Locate every line in the records below that holds the word "picture" and return each one.

Start of Block

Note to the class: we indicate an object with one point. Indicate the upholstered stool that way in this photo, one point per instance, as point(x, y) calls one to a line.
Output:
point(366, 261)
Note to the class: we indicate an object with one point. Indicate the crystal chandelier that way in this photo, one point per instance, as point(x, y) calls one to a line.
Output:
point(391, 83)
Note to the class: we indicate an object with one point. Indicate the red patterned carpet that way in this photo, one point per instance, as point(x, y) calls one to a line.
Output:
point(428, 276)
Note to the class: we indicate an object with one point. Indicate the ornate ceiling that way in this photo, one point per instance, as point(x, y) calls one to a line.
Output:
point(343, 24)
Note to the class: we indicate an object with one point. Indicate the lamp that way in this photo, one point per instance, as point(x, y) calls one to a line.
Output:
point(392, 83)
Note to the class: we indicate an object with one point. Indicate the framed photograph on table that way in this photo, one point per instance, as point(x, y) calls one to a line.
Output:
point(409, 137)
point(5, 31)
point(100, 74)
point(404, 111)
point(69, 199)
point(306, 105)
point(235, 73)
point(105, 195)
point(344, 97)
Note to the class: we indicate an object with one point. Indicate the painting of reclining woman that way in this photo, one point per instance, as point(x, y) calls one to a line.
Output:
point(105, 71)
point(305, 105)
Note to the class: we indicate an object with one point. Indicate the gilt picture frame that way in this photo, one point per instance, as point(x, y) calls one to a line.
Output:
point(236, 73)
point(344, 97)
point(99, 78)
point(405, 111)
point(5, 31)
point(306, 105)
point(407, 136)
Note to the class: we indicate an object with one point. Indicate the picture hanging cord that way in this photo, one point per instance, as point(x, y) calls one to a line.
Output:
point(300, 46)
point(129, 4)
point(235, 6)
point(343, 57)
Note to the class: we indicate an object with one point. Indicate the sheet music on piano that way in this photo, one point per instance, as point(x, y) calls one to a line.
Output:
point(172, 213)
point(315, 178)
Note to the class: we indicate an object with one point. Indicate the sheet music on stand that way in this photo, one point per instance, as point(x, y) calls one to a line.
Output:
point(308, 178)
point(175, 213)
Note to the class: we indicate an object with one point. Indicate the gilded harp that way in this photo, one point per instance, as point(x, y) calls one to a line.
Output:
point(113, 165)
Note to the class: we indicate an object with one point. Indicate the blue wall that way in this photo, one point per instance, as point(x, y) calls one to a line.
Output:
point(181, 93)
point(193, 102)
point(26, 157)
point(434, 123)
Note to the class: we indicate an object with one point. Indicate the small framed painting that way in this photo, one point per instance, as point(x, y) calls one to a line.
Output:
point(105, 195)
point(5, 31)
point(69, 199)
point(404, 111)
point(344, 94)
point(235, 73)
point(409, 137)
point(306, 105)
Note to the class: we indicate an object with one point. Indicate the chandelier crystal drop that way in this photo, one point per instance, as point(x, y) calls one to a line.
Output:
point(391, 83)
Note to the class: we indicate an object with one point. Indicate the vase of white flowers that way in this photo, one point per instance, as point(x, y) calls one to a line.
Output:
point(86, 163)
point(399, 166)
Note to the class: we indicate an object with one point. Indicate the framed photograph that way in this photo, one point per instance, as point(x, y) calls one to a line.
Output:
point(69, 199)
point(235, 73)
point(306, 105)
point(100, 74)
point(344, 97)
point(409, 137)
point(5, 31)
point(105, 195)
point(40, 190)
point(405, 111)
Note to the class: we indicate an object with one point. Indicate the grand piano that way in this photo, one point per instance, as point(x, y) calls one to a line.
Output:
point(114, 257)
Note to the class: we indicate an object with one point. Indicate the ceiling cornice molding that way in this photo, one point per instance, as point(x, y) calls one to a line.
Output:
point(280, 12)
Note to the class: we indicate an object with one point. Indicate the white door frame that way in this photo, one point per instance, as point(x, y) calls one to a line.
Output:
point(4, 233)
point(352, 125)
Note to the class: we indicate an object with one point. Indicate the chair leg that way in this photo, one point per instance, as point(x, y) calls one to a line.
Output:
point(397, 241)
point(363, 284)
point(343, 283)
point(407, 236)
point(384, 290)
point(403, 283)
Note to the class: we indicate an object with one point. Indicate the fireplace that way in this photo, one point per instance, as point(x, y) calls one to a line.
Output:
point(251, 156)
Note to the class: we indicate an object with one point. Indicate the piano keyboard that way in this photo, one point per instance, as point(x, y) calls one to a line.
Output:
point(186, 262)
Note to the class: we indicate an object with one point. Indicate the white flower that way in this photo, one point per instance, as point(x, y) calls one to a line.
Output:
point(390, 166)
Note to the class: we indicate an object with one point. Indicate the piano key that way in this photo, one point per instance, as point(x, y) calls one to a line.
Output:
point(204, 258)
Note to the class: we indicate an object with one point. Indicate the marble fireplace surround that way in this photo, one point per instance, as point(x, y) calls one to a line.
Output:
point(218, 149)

End of Block

### Exercise solution
Note to the class: we indicate an object with one point. Indicate the gilt picture frame that way in this photo, one point per instance, as point(x, y) calls one to a line.
Note to the class: we indicate an object with one point. Indicate the picture hanging cord that way in this photo, one point per instance, as point(x, y) calls one to a line.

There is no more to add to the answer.